**EXERCISE REQUIREMENTS**
Could you extend the article about ESPN's American Gladiators documentary, picking up right after its last sentence?

**PAGE TEXT**
========================================================================

Back in April 2021, ESPN announced that a 30 for 30 installment was in the works on the 1980s-1990s American Gladiators reality competition series. That documentary, directed by Ben Berman (The Amazing Johnathan Documentary, An Evening With Tim Heidecker) and co-directed by Kirk Johnson, now has a title (The American Gladiators Documentary), a release date (two parts, premiering on linear ESPN on May 30 and May 31 respectively and available on ESPN+ after its linear premiere), co-production information (it’s a project of ESPN Films and Vice Studios), and a trailer:
Here’s more on the film from an ESPN release:
“ESPN will debut the next installment in the Peabody and Emmy award-winning 30 for 30 series, “The American Gladiators Documentary,” a two-part film directed by Ben Berman (“The Amazing Johnathan Documentary”), Tuesday, May 30 at 8:30p.m. ET and Wednesday, May 31 at 9p.m. ET. The film takes an unconventional approach to the epic tale of the famed reality-competition show. What begins as a traditional sports documentary soon gives way to bigger themes of greed, divergent narratives, and ultimately questions how history itself is written.
…From 1989 to 1996, American Gladiators was one of the most popular syndicated programs in television, a competition show that predated the reality TV era but used many of the same techniques to attract viewers. Every week, “amateur” contestants would go up against a cast of “professional” gladiators in a range of physical competitions, setting up David versus Goliath matchups that were popular with big television audiences but also earned considerable criticism for being “crash TV”. The show’s cast and crew look back on it all, with their memories complicated by regret over what it did to many of the gladiators’ lives. And as the behind-the-scenes story of the series is told, from the beginning of the film, the central, most compelling character of the story is clear: Johnny Ferraro, the creator of American Gladiators, a former Elvis impersonator from Erie, PA who came to Hollywood with a dream of putting the show on screen and ended up with a singular success.
“We’re very excited to finally get this story out into the world, and you can trust that it’ll take you to some weird places,” said Berman. “Come for the 90’s nostalgia, but stay for the Elvis impersonators, the burps, the mental torment, the murder plots, aliens, and of course the undeniable atrocity of America’s dark history. And sports. It’s got some sports too.”
The film features original interviews with Johnny Ferraro, Deron McBee (‘Malibu’), Michael Horton (‘Gemini’), Lynn ‘Red’ Williams (‘Sabre’), the late William Billy Smith (‘Thunder’) and Salina Bartunek (‘Elektra’). The documentary is executive produced by ESPN Films and VICE Studios and produced by Ben Berman, Kirk Johnson, Russell Wayne Groves, Danny Gabai and Andrew Freston.

========================================================================

**LISTED RECORDS**
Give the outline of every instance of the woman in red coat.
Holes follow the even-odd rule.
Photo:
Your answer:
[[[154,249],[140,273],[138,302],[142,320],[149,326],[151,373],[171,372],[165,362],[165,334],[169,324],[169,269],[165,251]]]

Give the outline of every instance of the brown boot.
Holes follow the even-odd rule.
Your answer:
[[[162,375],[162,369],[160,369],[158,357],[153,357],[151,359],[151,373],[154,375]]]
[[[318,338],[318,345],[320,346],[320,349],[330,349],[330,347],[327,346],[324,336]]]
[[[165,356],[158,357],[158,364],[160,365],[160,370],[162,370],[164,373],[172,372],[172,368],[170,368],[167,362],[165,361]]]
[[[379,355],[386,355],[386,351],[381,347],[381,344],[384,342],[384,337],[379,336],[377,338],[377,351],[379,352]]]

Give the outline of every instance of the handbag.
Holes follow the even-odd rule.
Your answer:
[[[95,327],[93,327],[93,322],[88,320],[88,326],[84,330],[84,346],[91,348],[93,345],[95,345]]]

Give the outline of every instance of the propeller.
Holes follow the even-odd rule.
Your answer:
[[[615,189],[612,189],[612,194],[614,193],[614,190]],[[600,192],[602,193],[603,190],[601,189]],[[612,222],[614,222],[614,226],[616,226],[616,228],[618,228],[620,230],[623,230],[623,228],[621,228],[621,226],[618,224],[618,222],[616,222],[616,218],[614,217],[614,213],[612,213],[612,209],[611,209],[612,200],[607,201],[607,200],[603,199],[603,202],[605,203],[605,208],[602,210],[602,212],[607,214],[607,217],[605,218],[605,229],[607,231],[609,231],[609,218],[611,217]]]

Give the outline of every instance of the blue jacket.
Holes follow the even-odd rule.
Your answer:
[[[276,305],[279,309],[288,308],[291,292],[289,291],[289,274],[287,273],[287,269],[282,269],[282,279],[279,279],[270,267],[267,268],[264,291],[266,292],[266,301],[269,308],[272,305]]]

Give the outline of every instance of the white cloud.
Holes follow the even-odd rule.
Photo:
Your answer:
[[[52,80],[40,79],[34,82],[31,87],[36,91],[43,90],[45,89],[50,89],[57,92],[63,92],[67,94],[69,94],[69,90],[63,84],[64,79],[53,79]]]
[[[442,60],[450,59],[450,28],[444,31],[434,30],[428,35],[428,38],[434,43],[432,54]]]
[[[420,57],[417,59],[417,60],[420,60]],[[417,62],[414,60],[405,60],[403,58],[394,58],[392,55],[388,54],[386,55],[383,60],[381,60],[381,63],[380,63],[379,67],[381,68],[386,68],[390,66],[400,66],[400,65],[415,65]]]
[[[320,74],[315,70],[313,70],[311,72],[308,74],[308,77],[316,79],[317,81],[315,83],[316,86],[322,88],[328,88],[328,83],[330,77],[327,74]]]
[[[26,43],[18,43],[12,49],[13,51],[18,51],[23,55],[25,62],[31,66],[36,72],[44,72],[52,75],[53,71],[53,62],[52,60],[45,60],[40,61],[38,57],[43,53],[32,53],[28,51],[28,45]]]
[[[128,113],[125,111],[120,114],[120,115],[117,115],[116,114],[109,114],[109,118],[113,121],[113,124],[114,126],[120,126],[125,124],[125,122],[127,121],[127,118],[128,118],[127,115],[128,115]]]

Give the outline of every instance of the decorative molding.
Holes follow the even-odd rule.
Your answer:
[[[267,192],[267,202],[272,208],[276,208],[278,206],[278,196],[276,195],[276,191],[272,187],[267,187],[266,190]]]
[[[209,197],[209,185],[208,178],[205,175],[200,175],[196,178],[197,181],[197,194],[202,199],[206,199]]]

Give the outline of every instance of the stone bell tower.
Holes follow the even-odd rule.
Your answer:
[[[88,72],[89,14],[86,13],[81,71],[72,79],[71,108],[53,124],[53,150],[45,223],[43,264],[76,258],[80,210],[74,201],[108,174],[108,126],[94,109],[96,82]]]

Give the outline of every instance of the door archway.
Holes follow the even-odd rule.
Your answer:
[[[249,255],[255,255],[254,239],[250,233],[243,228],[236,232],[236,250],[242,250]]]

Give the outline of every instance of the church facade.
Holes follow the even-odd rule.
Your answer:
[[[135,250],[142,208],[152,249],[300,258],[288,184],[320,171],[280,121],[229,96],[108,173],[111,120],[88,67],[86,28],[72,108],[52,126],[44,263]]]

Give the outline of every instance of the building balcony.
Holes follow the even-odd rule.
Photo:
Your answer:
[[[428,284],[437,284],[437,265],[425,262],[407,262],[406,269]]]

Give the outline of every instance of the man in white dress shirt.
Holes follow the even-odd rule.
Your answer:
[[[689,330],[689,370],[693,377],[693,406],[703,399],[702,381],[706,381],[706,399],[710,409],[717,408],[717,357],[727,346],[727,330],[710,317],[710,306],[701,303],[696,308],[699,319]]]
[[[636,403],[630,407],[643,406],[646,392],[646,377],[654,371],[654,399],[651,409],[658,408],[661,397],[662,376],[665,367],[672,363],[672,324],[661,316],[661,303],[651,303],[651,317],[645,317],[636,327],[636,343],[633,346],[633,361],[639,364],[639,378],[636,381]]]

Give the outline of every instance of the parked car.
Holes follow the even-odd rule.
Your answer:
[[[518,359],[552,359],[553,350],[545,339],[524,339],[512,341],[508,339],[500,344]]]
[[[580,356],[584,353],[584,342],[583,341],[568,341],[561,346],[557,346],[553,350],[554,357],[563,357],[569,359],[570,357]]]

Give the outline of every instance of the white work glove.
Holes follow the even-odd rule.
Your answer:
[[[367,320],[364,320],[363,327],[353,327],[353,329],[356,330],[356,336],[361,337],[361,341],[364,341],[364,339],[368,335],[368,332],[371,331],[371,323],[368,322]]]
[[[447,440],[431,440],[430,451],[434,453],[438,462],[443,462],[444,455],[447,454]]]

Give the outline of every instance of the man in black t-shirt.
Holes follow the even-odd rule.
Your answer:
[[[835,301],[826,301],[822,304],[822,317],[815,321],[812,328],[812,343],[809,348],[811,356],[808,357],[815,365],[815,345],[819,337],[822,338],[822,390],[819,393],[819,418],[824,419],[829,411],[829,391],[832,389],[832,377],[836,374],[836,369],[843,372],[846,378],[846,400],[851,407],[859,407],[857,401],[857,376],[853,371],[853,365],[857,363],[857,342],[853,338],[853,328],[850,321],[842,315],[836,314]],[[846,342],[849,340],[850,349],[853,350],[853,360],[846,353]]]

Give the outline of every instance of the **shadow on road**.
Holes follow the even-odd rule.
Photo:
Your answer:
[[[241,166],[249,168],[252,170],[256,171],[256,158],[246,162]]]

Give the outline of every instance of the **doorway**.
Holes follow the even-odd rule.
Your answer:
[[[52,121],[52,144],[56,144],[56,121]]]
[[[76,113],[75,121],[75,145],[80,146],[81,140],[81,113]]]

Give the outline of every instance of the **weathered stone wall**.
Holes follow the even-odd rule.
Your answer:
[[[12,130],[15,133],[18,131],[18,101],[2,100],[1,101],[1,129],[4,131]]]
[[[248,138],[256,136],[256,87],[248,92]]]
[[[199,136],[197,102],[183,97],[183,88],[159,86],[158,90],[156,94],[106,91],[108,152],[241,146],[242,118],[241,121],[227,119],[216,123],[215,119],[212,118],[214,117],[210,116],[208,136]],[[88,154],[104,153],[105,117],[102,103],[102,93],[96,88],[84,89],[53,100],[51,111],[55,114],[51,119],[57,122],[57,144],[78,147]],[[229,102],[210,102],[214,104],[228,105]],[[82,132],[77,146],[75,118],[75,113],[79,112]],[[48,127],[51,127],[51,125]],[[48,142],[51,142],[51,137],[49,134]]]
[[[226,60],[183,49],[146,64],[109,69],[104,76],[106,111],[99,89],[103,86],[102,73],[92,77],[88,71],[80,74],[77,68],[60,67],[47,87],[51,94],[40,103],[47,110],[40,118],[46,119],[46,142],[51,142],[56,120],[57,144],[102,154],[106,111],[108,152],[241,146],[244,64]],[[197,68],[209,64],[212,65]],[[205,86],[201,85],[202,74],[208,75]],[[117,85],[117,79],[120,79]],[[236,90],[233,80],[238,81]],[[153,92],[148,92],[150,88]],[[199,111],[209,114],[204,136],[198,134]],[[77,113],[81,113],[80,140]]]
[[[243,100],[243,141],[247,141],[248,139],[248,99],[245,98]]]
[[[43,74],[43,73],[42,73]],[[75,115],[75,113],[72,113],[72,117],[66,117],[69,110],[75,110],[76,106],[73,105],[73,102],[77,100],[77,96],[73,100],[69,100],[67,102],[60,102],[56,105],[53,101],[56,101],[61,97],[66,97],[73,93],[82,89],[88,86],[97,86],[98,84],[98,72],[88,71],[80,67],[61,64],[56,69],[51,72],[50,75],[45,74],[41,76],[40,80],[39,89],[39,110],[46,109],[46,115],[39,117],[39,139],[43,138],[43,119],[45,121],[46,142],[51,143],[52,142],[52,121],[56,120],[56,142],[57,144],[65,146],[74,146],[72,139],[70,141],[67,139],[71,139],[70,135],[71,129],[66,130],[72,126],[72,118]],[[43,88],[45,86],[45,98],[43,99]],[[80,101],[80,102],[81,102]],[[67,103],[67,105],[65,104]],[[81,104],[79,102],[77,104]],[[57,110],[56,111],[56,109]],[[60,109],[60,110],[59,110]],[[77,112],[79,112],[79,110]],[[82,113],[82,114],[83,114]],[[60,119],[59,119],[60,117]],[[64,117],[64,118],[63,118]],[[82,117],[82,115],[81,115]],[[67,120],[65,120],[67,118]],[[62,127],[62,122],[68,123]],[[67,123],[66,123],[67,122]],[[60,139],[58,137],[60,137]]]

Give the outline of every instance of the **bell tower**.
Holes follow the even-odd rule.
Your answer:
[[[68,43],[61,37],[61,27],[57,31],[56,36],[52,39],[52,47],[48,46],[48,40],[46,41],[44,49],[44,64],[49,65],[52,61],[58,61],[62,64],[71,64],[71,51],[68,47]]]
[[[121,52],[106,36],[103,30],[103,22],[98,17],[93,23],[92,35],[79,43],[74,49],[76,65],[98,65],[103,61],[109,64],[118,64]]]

========================================================================

**RESULT BELOW**
There are a lot of promising interview subjects listed in there, and the focus on Ferraro and how he came up with this concept sounds interesting. From a sports broadcasting perspective, it’s a little unfortunate that some of the big names involved in calling American Gladiators aren’t specifically listed as featured interviews; Fran Tarkenton, Tim Wrightman, Joe Theismann, Mike Adamle, Todd Christensen, and Larry Csonka were all involved at points, and all but Christensen, who passed away in 2013, are still alive. But there may be some appeal to focusing on Ferraro himself and the Gladiators. And this may further boost interest in a possible revival of the show; that was tried in 2008 (with Hulk Hogan and Laila Ali hosting), and was floated again in 2014 and 2018 (with Ferraro and Seth Rogen involved in the latter attempt), but hasn’t yet come to pass. But the nostalgic 30 for 30 to league revival pathway has happened in the past.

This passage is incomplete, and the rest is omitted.